Listing
________________________

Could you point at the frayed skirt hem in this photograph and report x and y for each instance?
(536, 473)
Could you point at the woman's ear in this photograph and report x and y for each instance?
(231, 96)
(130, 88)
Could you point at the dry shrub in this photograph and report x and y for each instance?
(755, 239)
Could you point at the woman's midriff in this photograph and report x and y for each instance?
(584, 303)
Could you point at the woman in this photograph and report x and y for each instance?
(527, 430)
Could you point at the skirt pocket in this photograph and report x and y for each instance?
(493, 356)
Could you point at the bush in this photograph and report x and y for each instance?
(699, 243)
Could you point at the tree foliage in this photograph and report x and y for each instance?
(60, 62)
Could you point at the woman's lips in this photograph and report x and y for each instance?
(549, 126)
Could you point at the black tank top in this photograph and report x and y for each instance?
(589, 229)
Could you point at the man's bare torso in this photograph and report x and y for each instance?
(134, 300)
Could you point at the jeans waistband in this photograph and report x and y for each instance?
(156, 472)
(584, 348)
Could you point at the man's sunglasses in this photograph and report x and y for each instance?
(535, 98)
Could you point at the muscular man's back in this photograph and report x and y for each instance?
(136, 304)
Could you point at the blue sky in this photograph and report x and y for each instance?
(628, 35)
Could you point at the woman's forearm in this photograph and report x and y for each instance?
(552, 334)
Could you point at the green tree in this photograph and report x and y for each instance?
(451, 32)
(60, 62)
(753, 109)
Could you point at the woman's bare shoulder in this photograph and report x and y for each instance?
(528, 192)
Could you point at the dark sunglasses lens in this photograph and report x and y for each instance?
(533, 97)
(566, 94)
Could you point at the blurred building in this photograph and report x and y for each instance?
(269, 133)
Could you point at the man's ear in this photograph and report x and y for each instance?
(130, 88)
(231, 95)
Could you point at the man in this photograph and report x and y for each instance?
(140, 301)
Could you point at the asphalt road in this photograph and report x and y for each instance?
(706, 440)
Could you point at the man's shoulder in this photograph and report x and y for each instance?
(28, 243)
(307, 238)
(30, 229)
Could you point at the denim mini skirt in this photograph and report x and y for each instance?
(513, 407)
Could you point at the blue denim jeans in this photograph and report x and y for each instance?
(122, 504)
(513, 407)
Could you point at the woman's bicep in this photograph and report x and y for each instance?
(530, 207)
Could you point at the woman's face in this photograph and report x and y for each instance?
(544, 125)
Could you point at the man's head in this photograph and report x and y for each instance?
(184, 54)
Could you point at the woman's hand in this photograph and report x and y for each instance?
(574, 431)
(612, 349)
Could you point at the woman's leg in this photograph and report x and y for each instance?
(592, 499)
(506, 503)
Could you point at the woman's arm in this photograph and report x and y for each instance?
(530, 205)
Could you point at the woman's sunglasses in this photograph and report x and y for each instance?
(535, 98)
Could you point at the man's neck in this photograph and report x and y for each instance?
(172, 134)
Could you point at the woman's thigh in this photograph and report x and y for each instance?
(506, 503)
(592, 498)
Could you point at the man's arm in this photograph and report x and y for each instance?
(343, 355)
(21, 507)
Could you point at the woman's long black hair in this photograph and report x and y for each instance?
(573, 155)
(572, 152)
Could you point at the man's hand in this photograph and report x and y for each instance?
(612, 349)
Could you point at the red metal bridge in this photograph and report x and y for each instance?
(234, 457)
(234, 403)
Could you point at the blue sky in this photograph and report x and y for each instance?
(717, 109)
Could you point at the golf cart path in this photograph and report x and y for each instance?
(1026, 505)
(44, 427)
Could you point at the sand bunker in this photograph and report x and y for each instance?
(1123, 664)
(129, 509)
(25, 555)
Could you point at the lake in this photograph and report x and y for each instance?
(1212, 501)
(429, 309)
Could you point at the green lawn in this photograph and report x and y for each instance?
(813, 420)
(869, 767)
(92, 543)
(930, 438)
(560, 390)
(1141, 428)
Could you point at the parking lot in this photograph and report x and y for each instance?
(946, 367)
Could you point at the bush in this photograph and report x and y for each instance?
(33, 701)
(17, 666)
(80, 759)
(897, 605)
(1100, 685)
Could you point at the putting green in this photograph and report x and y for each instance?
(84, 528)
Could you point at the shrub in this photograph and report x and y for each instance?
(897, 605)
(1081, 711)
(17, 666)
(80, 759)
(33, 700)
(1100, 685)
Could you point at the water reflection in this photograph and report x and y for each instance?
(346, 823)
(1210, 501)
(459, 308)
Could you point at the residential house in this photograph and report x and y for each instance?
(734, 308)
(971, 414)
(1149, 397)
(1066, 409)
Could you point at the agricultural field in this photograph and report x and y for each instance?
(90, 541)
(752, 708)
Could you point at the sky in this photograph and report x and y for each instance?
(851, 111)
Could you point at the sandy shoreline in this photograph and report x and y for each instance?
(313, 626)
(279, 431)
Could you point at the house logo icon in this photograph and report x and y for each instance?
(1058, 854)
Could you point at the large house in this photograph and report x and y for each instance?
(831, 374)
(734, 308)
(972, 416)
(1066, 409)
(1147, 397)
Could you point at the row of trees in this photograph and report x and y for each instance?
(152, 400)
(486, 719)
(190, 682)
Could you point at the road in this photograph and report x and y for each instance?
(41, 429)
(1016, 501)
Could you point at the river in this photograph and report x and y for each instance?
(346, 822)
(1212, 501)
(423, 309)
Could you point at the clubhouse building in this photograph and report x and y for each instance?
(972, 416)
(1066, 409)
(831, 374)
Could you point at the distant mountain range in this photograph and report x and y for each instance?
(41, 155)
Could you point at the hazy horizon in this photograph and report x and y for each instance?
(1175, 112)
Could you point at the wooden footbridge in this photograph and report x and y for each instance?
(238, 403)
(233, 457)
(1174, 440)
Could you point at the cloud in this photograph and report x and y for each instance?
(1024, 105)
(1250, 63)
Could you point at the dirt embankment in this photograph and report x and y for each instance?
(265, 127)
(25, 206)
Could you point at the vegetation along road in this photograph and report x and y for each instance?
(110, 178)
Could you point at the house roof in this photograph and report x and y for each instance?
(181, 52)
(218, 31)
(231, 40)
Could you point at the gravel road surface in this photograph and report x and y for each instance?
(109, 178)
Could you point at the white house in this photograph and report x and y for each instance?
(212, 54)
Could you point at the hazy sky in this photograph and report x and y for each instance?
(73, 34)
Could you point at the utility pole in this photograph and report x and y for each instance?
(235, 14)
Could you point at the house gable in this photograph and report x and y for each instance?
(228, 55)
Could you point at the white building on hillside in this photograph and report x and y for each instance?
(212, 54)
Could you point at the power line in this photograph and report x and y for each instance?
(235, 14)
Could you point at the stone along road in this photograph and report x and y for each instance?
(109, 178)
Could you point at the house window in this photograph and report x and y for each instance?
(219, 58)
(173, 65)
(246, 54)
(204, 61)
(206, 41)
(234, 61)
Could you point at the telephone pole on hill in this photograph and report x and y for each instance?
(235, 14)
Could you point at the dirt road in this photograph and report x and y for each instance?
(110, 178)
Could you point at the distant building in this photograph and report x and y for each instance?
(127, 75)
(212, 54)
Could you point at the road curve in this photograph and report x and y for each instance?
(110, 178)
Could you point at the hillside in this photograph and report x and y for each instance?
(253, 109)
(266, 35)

________________________

Task directions
Return every line exactly.

Written response
Could you point at the frayed skirt hem in this photograph and report x and y for each instance?
(536, 473)
Could you point at the woman's ear in this photograph and report x and y for each instance?
(231, 96)
(130, 88)
Could you point at the dry shrub in this photograph and report x and y for each instance?
(755, 239)
Could you point at the woman's midriff in this photograph and report x and y for each instance?
(584, 303)
Could you point at the woman in this photograph and report x and y for each instance?
(527, 430)
Could you point at the skirt pocket in this photograph and report x and y for each instance?
(493, 356)
Could you point at the bush in this photograph and report x and y for each instance?
(699, 243)
Could you point at the tree foliage in this photograph and report x and y for each instance?
(60, 62)
Could you point at the woman's lips in this photograph and report x and y for each instance?
(549, 126)
Could you point at the black tank top in this photograph and report x and y for each instance?
(589, 229)
Could you point at the man's bare torso in this photograph and report x and y for each instance?
(134, 300)
Could you point at the jeans waistband in this photograph and report x and y for each instance?
(156, 472)
(584, 348)
Could you point at the man's sunglasses in this photograph and report x and y for each instance?
(535, 98)
Could you point at the muscular man's back in this photograph and report x and y for each instance?
(136, 304)
Could you point at the blue sky in this photograph and report x and y for each instance?
(628, 35)
Could you point at the woman's forearm in this photograph and report x and y for each instance?
(552, 334)
Could you point at the green tree in this photograph and report x and y for each instance?
(451, 32)
(60, 62)
(753, 109)
Could you point at the woman's bare shoulder in this photograph and report x and y for each instance?
(528, 192)
Could you point at the dark sunglasses lens in this photograph and report x and y for each instance?
(533, 97)
(566, 94)
Could you point at the blurred building in this photograph and report x and y for each instance?
(269, 133)
Could you point at the man's ear in this photograph and report x and y for each instance?
(130, 88)
(231, 95)
Could you point at the man in this photograph and report x and y for each instance?
(140, 301)
Could you point at the asphalt road in this photograph and report x and y for each instance?
(706, 440)
Could you point at the man's shoulder in this photograph and report x and y for each instance?
(28, 243)
(307, 238)
(30, 229)
Could you point at the denim mini skirt in this photograph and report x and y for each instance?
(513, 407)
Could you point at the blue denim jeans in this photograph and report x and y for each instance?
(122, 504)
(513, 407)
Could you point at the woman's bicep in this photograph and report x and y for each instance?
(530, 207)
Could you point at the woman's face in this photograph and report x and y for each instance?
(544, 125)
Could you point at the man's head in this photograph and report x and y for each instance?
(184, 54)
Could you point at the woman's hand in this photograph and report x and y for each instance?
(574, 431)
(612, 349)
Could you point at the woman's leg in this photograph and report x and y for each instance?
(592, 499)
(506, 503)
Could you point at the woman's arm in this photograph and report x and y for each instance?
(530, 205)
Could you point at the woman's sunglasses in this photograph and report x and y for each instance?
(535, 98)
Could you point at the man's neck in this photograph and report x and y for each instance?
(172, 134)
Could you point at the woman's thigh in this photograph and report x and y for each instance?
(506, 503)
(592, 498)
Could you point at the man's arm in this photograph and report x and y for each instance?
(343, 355)
(21, 507)
Could you point at the woman's long black hair in this photograph and report x and y for each instance?
(573, 155)
(572, 152)
Could you point at the man's hand in this photograph and report x and y for each instance?
(612, 349)
Could you point at the red metal bridge in this photograph and report x and y for each instance?
(234, 457)
(234, 403)
Could you point at the blue sky in this photograph and report x and y for each instance?
(717, 109)
Could you point at the golf cart path in this photograph and report x and y for each instance?
(1026, 505)
(44, 427)
Could you point at the sand bunker in this photograph and report x and y for each instance?
(1123, 664)
(129, 509)
(25, 555)
Could you point at the lake in this photograph and report x and y for each instance?
(1212, 501)
(429, 309)
Could you point at the green lawn in this photograph and report x and y for each instance?
(813, 420)
(869, 767)
(92, 543)
(930, 438)
(560, 390)
(1141, 428)
Could you point at the parking lot in this photograph and report x and y for each instance?
(946, 367)
Could you point at the bush in this photograph and report x and y for each instance?
(33, 701)
(17, 666)
(80, 759)
(897, 605)
(1100, 685)
Could you point at the putting green in this photograph and report x and y for each instance?
(84, 528)
Could you point at the shrub in this photograph and report x and y for each instance?
(897, 605)
(1081, 711)
(17, 666)
(80, 759)
(33, 700)
(1100, 685)
Could you point at the water reflection in this photograph and report x and y for each instance?
(346, 823)
(1210, 501)
(459, 308)
Could you point at the residential house in this photograph and report x and y for each instance?
(734, 308)
(971, 414)
(1149, 397)
(1066, 409)
Could you point at the agricultural field in this photograph and report x and y for each instance?
(90, 541)
(752, 708)
Could you point at the sky in this photograph and report x and y for each instance?
(851, 111)
Could you point at the sandy shoreline in this photograph and report x and y for each instance?
(313, 626)
(279, 431)
Could you point at the house logo icon in this photograph and report x and y for each instance?
(1058, 854)
Could you point at the large house in this photograph and report x and y for each instance?
(831, 374)
(734, 308)
(972, 416)
(1066, 409)
(1147, 397)
Could you point at the row of trees in this photograph and report x and y for each instance?
(152, 400)
(486, 719)
(190, 682)
Could you point at the road in this photograph and report x and y for each instance?
(41, 429)
(1016, 501)
Could you point at the river in this photograph and report x and y for each instance?
(346, 822)
(1212, 501)
(423, 309)
Could you point at the clubhouse building in this photograph and report x and y for each instance?
(972, 416)
(1066, 409)
(831, 374)
Could you point at the distant mountain range in this photograph and report x and y for each instance?
(41, 155)
Could you point at the hazy horizon in this photograph and report x and y for each instance?
(1175, 112)
Could you point at the wooden footbridge in this photograph and report x and y for each instance?
(238, 403)
(233, 457)
(1174, 440)
Could you point at the cloud in this photograph and report x and y for each instance?
(1024, 105)
(1250, 63)
Could you point at the dirt embankment in this photograph and report x and y for each instance?
(265, 127)
(25, 206)
Could you point at the vegetation along road in this photograph and report x and y for each instance?
(110, 178)
Could you point at the house roof in this photograph and report x and y for each instance?
(181, 52)
(218, 31)
(231, 40)
Could you point at the gravel road surface in this photograph and report x and y for each instance?
(109, 178)
Could you point at the white house in this photograph and report x and y for each instance?
(212, 54)
Could you point at the hazy sky in this photograph and report x and y for each instance?
(73, 34)
Could you point at the utility pole in this photograph and report x and y for each instance?
(235, 14)
Could you point at the house gable in this photograph and report x and y for each instance?
(228, 55)
Could you point at the white building on hillside in this photograph and report x and y for each instance?
(212, 54)
Could you point at the power line in this photograph and report x and y for each instance?
(235, 14)
Could you point at the stone along road in this photograph and report x and y for each instance?
(109, 178)
Could you point at the house window in this photograph and report x and y for each instance?
(219, 58)
(173, 65)
(246, 54)
(204, 61)
(206, 41)
(234, 61)
Could you point at the telephone pole on hill in this photograph and report x and y for each instance?
(235, 14)
Could you point at the dirt road in this photograph and report x and y for each instance?
(110, 178)
Could you point at the distant building in this photograph and report x and y for each instance?
(127, 75)
(212, 54)
Could you point at the road curve in this photograph and report x and y for each instance?
(110, 178)
Could you point at the hillside in this photograph and report x and y for each instance?
(253, 109)
(266, 35)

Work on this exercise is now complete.